[Saved entries]
+-------+

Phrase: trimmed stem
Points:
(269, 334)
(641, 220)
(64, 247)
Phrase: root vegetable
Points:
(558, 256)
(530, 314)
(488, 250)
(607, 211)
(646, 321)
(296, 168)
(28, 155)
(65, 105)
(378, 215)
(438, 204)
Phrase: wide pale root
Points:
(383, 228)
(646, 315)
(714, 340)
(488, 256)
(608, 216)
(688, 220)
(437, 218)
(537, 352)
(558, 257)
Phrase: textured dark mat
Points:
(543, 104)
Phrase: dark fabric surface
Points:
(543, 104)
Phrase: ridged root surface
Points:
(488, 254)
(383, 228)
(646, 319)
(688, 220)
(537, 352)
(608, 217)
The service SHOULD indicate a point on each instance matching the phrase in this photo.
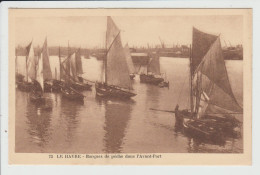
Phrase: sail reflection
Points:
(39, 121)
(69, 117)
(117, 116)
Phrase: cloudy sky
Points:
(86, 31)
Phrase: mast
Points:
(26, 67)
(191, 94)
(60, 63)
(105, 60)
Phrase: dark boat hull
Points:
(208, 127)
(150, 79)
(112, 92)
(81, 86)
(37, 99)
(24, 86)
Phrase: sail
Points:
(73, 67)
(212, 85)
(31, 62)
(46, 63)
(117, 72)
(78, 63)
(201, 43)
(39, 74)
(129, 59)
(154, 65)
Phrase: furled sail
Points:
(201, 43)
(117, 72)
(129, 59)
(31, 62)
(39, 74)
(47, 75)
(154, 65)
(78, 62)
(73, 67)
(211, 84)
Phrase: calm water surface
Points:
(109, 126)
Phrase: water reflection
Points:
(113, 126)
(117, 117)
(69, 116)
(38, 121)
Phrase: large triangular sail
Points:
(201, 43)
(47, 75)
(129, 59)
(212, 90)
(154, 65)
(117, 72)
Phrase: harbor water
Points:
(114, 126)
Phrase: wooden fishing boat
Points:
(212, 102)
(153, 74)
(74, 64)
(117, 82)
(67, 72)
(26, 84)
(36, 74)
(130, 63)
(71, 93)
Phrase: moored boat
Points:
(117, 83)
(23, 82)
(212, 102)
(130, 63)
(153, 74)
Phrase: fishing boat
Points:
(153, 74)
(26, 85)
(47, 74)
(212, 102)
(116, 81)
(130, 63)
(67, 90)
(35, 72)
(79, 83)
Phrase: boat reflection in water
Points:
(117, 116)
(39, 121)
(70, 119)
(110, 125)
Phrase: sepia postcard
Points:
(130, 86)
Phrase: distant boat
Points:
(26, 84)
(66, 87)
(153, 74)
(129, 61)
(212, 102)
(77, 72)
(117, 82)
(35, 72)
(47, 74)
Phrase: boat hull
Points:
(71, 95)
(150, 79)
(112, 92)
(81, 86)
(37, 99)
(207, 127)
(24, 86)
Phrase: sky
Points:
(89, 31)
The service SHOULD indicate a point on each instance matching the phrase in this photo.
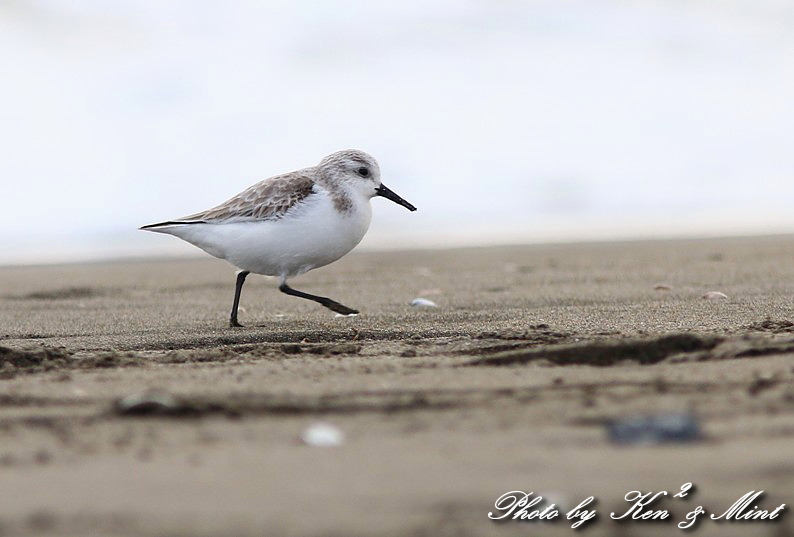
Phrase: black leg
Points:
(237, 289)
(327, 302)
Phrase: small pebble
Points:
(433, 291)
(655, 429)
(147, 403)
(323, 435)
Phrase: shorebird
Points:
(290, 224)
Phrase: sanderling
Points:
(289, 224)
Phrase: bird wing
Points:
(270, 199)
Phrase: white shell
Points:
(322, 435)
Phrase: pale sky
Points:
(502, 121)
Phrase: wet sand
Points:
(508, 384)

+-------+

◆ **AIM OF THE TASK**: Print each record as it appears above, dropping every picture from the copy.

◆ **ANSWER BOX**:
Phrase: trimmed stem
Points:
(269, 334)
(641, 220)
(64, 247)
Phrase: root vegetable
Points:
(558, 256)
(530, 314)
(488, 250)
(607, 211)
(646, 321)
(296, 168)
(28, 155)
(65, 105)
(378, 215)
(438, 204)
Phrase: wide pale root
Points:
(383, 228)
(646, 315)
(714, 340)
(488, 256)
(608, 216)
(688, 220)
(437, 218)
(537, 352)
(558, 257)
Phrase: textured dark mat
Points:
(543, 104)
Phrase: dark fabric surface
Points:
(543, 104)
Phrase: ridged root surface
Points:
(488, 254)
(383, 228)
(646, 319)
(688, 220)
(537, 352)
(608, 217)
The service SHOULD indicate a point on each instance matching the phrase in this photo.
Phrase: sail reflection
Points:
(39, 121)
(69, 117)
(117, 116)
Phrase: cloudy sky
Points:
(86, 31)
Phrase: mast
Points:
(26, 67)
(191, 94)
(60, 63)
(105, 60)
Phrase: dark boat hull
Points:
(208, 127)
(150, 79)
(112, 92)
(81, 86)
(37, 99)
(24, 86)
Phrase: sail
Points:
(73, 67)
(212, 85)
(31, 62)
(46, 63)
(117, 72)
(78, 63)
(201, 43)
(39, 74)
(129, 59)
(154, 65)
Phrase: furled sail
Points:
(201, 43)
(117, 72)
(129, 59)
(31, 62)
(39, 74)
(47, 75)
(154, 65)
(78, 62)
(73, 67)
(211, 84)
Phrase: calm water surface
Points:
(109, 126)
Phrase: water reflection
Points:
(113, 126)
(117, 117)
(69, 116)
(38, 121)
Phrase: large triangular sail
Points:
(201, 43)
(47, 75)
(129, 59)
(212, 90)
(154, 65)
(117, 72)
Phrase: harbor water
Points:
(114, 126)
Phrase: wooden fishing boat
Points:
(212, 102)
(153, 74)
(74, 64)
(117, 82)
(67, 72)
(26, 84)
(36, 74)
(130, 63)
(71, 93)
Phrase: moored boat
Points:
(117, 83)
(23, 82)
(212, 102)
(130, 63)
(153, 74)
Phrase: fishing boat
Points:
(153, 74)
(26, 85)
(47, 74)
(212, 102)
(116, 81)
(130, 63)
(67, 90)
(35, 72)
(79, 83)
Phrase: boat reflection in water
Points:
(117, 116)
(39, 121)
(70, 119)
(110, 125)
Phrase: sepia postcard
Points:
(130, 86)
Phrase: distant boat
Points:
(26, 84)
(66, 87)
(153, 74)
(129, 61)
(212, 102)
(77, 72)
(117, 82)
(35, 72)
(47, 74)
Phrase: boat hull
Points:
(71, 95)
(150, 79)
(112, 92)
(81, 86)
(37, 99)
(207, 127)
(24, 86)
Phrase: sky
Points:
(89, 31)
The service SHOULD indicate a point on each instance matching the phrase in this photo.
Phrase: black leg
Points:
(237, 289)
(327, 302)
Phrase: small pebble
Points:
(433, 291)
(655, 429)
(147, 403)
(323, 435)
Phrase: shorebird
Points:
(290, 224)
Phrase: sanderling
Points:
(289, 224)
Phrase: bird wing
Points:
(270, 199)
Phrase: white shell
Points:
(322, 435)
Phrase: pale sky
Points:
(502, 121)
Phrase: wet sand
Points:
(508, 384)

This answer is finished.